**Data shown**:
########################################
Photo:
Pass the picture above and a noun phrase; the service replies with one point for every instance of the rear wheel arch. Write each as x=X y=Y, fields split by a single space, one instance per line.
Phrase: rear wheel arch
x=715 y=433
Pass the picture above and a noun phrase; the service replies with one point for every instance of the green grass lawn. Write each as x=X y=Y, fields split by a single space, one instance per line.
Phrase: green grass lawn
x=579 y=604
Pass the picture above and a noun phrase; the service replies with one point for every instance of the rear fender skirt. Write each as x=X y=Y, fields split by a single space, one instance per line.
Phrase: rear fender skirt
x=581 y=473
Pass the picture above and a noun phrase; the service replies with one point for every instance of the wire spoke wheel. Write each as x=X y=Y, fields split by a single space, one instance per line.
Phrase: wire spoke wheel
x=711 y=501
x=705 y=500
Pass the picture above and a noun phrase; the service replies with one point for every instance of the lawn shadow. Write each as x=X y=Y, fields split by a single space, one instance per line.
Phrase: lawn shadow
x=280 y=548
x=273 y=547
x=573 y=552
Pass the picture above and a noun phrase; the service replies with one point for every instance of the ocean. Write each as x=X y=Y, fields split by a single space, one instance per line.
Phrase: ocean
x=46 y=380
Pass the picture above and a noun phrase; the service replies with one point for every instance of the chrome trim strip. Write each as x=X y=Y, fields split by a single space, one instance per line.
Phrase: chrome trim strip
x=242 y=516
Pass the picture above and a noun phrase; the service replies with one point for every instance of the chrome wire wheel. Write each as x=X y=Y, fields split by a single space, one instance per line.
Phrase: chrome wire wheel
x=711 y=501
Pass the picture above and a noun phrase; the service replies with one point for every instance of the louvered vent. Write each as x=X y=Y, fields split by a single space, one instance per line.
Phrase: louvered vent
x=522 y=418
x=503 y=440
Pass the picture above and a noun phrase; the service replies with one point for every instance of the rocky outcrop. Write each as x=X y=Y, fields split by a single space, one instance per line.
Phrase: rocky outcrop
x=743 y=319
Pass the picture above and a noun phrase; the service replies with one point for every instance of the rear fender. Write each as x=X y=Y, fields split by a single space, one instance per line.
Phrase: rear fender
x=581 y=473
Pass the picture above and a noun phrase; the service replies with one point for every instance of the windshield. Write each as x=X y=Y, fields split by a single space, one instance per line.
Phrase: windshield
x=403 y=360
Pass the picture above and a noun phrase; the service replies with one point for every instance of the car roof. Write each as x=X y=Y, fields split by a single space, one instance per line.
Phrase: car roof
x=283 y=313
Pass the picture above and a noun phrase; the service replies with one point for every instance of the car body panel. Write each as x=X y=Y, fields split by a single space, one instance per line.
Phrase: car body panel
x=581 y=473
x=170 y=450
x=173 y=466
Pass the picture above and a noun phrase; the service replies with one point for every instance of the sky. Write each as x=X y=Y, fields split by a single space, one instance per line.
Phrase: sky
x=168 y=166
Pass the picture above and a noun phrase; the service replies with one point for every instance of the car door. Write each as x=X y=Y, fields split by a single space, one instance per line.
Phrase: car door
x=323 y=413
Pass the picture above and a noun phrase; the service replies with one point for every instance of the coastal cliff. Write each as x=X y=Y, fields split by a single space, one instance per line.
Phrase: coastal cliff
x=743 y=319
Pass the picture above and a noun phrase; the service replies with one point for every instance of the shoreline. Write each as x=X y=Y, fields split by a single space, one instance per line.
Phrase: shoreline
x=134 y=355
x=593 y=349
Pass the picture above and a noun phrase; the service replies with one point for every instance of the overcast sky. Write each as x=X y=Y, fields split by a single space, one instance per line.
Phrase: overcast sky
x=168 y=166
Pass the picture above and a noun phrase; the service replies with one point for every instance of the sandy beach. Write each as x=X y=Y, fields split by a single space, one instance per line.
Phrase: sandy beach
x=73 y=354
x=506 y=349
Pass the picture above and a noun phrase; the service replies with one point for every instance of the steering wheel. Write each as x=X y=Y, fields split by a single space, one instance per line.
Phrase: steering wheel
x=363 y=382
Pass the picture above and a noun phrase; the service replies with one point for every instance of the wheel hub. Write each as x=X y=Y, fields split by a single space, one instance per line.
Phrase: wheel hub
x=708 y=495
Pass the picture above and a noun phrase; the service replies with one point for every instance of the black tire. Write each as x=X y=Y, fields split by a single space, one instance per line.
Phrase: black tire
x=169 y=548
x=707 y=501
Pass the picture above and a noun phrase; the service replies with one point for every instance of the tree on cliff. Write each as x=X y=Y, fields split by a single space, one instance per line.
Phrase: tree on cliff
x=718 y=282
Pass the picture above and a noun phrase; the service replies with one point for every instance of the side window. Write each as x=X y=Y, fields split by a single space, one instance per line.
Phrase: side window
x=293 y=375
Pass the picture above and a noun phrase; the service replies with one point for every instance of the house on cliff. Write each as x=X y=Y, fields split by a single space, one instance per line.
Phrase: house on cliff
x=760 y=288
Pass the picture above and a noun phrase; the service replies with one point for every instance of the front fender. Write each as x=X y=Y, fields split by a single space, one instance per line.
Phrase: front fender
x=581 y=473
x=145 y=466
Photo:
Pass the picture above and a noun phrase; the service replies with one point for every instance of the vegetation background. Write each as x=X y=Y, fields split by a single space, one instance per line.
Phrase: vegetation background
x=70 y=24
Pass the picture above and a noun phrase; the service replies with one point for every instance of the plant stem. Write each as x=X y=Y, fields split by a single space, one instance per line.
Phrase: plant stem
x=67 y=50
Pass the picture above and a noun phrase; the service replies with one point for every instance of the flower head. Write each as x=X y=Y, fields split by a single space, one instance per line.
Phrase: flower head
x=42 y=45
########################################
**What is being asked**: Please output every record, keeping each line exact.

**Exercise output**:
Photo:
Pass the picture above and a noun phrase; the service replies with one point for every instance of the rear wheel arch. Write each as x=X y=Y, fields split by a single space, one instance per line.
Phrase: rear wheel arch
x=715 y=433
Pass the picture above and a noun phrase; the service replies with one point for every instance of the green grass lawn. Write each as x=X y=Y, fields split by a single space, one instance per line.
Phrase: green grass lawn
x=579 y=604
Pass the picture above and a noun phrase; the service replies with one point for every instance of the rear fender skirt. Write each as x=X y=Y, fields split by a single space, one instance per line.
Phrase: rear fender skirt
x=581 y=473
Pass the picture above and a noun phrase; the service replies with one point for every instance of the wire spoke wheel. Write each as x=X y=Y, fields split by a single space, one instance per line.
Phrase: wire spoke wheel
x=711 y=501
x=705 y=500
Pass the picture above and a noun phrase; the service replies with one point for every instance of the lawn shadow. Write each as x=X y=Y, fields split by a single space, one instance per line.
Phrase: lawn shadow
x=280 y=548
x=273 y=547
x=573 y=552
Pass the picture above and a noun phrase; the service replies with one point for every instance of the ocean. Write each as x=X y=Y, fields split by a single space, one instance per line.
Phrase: ocean
x=46 y=380
Pass the picture above and a noun phrase; the service replies with one point for every instance of the chrome trim strip. Write each as x=X y=Y, fields split by a single space, one instance per line.
Phrase: chrome trim strip
x=242 y=516
Pass the picture above and a noun phrase; the service replies with one point for every instance of the chrome wire wheel. Write each as x=X y=Y, fields split by a single space, one instance per line.
Phrase: chrome wire wheel
x=711 y=501
Pass the picture above and a noun phrase; the service replies with one point for every instance of the louvered vent. Write each as x=X y=Y, fields split by a single space, one instance per line.
Phrase: louvered vent
x=522 y=418
x=503 y=440
Pass the picture above and a noun phrase; the service replies with one point for every instance of the rocky outcrop. Write each as x=X y=Y, fields split by a single space, one instance per line.
Phrase: rocky outcrop
x=743 y=319
Pass the picture above and a noun phrase; the service replies with one point for every instance of the rear fender. Write each as x=X y=Y, fields split by a single space, one instance per line.
Phrase: rear fender
x=581 y=473
Pass the picture above and a noun phrase; the service replies with one point for every instance of the windshield. Write each as x=X y=Y, fields split by a single space, one instance per line.
Phrase: windshield
x=403 y=360
Pass the picture above and a noun phrase; the service replies with one point for every instance of the car roof. Write each as x=X y=Y, fields split by a single space, one instance per line.
Phrase: car roof
x=283 y=313
Pass the picture above and a noun phrase; the service replies with one point for every instance of the car body panel. Write each as x=X y=Y, fields split by a single space, one instance per line.
Phrase: car body panel
x=581 y=473
x=170 y=450
x=173 y=466
Pass the picture above and a noun phrase; the service replies with one point for every instance of the sky. Write each as x=X y=Y, fields split by a single space, one instance per line.
Phrase: sky
x=168 y=166
Pass the picture above and a noun phrase; the service replies with one point for every instance of the car door. Write each as x=X y=Y, fields split by a single space, one instance per line.
Phrase: car door
x=323 y=413
Pass the picture above and a noun phrase; the service replies with one point for every instance of the coastal cliff. Write each as x=X y=Y, fields split by a single space, one instance per line.
Phrase: coastal cliff
x=743 y=319
Pass the picture above and a noun phrase; the service replies with one point for every instance of the shoreline. Write each as x=X y=Y, fields split by a single space, one instance per line.
Phrase: shoreline
x=134 y=355
x=593 y=349
Pass the picture above and a noun phrase; the service replies with one point for every instance of the overcast sky. Write each as x=X y=Y, fields split by a single space, one instance per line.
Phrase: overcast sky
x=168 y=166
Pass the picture above and a noun phrase; the service replies with one point for every instance of the sandy beach. Write each as x=X y=Y, fields split by a single space, one instance per line.
Phrase: sandy beach
x=73 y=354
x=506 y=349
Pass the picture above and a noun phrase; the service replies with one point for every instance of the steering wheel. Write each as x=X y=Y, fields split by a single space, one instance per line.
Phrase: steering wheel
x=363 y=382
Pass the picture above and a noun phrase; the service replies with one point for every instance of the wheel hub. Write each as x=X y=Y, fields split by a single space, one instance per line.
Phrase: wheel hub
x=708 y=495
Pass the picture above and a noun phrase; the service replies with one point for every instance of the black tire. Write each as x=X y=Y, fields split by a single space, one instance per line.
Phrase: black tire
x=169 y=548
x=707 y=501
Pass the picture above and a noun phrase; the service replies with one point for every instance of the tree on cliff. Write each as x=X y=Y, fields split by a single space, one instance per line.
Phrase: tree on cliff
x=718 y=282
Pass the picture above and a noun phrase; the service replies with one point for every instance of the side window. Write each as x=X y=Y, fields split by a single space, one instance per line.
Phrase: side window
x=293 y=375
Pass the picture above and a noun phrase; the service replies with one point for every instance of the house on cliff. Write each as x=X y=Y, fields split by a single space, one instance per line.
Phrase: house on cliff
x=760 y=288
Pass the picture above and a noun phrase; the service replies with one point for every instance of the front fender. Write each as x=X y=Y, fields split by a single space, one instance per line.
Phrase: front fender
x=581 y=473
x=145 y=466
Photo:
Pass the picture above and a noun phrase; the service replies with one point for every instance of the vegetation background. Write each as x=X y=Y, fields split by a single space, one instance per line.
Phrase: vegetation background
x=70 y=24
Pass the picture above and a noun phrase; the service replies with one point for every instance of the plant stem. Write each as x=X y=Y, fields split by a single space, one instance per line.
Phrase: plant stem
x=67 y=50
Pass the picture above and a noun phrase; the service replies with one point for every instance of the flower head. Write each as x=X y=Y, fields split by a single space, one instance per line.
Phrase: flower head
x=42 y=45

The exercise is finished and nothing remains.